Your task » Reproduce each entry exactly as it reads. Leave the images out.

Information »
+ + + + +
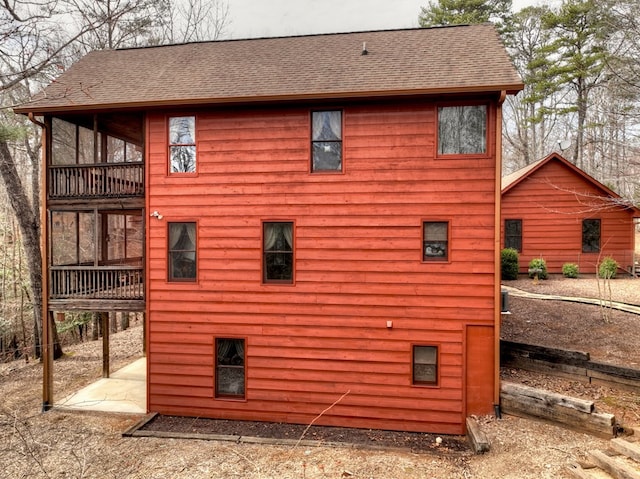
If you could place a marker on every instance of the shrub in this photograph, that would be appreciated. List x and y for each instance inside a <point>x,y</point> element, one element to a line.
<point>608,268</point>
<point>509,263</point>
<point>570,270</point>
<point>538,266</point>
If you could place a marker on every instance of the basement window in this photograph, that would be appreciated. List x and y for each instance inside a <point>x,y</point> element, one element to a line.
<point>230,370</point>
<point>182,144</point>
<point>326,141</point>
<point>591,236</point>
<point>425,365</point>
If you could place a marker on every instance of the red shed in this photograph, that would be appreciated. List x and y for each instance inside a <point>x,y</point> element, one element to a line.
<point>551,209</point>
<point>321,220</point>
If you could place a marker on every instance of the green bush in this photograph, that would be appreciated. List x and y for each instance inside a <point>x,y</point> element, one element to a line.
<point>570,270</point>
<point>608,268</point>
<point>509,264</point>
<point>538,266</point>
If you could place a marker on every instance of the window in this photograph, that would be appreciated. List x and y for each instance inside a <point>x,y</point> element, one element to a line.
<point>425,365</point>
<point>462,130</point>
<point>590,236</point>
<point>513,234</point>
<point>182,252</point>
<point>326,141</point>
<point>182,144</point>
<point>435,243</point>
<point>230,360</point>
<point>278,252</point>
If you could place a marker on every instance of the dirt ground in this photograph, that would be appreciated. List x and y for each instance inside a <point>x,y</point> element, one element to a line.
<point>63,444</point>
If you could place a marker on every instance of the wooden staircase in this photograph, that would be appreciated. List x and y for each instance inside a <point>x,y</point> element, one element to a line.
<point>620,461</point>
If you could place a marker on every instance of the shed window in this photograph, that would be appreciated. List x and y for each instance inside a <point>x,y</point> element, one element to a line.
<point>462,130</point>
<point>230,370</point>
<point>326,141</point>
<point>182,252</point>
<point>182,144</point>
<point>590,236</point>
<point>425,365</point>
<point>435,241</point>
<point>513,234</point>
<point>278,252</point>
+ + + + +
Result of the exercise »
If you could place a marker on every instance of the shrub in this photograph, that would be appreciated. List x and y for each instance inside a <point>x,y</point> element, one element to a line.
<point>608,268</point>
<point>509,263</point>
<point>570,270</point>
<point>538,266</point>
If you could place a marker on every instance of the basement window in this photograph, that would be appreciated. List x and y for each instance inside a <point>x,y</point> element, one element to a line.
<point>230,370</point>
<point>182,144</point>
<point>326,141</point>
<point>591,236</point>
<point>425,365</point>
If you could place a marker on every instance of the red shed in this photograph, that would be appreciated. List x and y for each instance inside a <point>x,y</point> element, one element to a line.
<point>551,209</point>
<point>321,220</point>
If you could place a marker on every instance of the green bush in this photograph, that would be appreciated. List x and y for each instance inside a <point>x,y</point> element, one element to a line.
<point>570,270</point>
<point>608,268</point>
<point>509,264</point>
<point>538,266</point>
If you could place a marker on every instance of the window in this photograph, that would be appreciated. List x and y for each instance inside a <point>x,y</point> element, one element to a line.
<point>425,365</point>
<point>462,130</point>
<point>590,236</point>
<point>513,234</point>
<point>182,252</point>
<point>326,141</point>
<point>182,144</point>
<point>435,243</point>
<point>230,360</point>
<point>278,252</point>
If you could place a marker on every instance of the dirt ground in this photograph, that would be appreciated. List x and y for each instance inside a <point>x,y</point> element, one element to a line.
<point>63,444</point>
If you could place a marker on every instance of the wooden staircase in this photograph, that would be appreciated. List x and y for each instance inside a <point>x,y</point> element, one element to a line.
<point>620,461</point>
If you could place a marker on every instance of the shed window in this photograph, that would be appreciated. List x and y for each instance inside a <point>x,y</point> element, one element to a line.
<point>462,130</point>
<point>230,370</point>
<point>326,141</point>
<point>182,252</point>
<point>182,144</point>
<point>590,236</point>
<point>425,365</point>
<point>435,241</point>
<point>513,234</point>
<point>278,252</point>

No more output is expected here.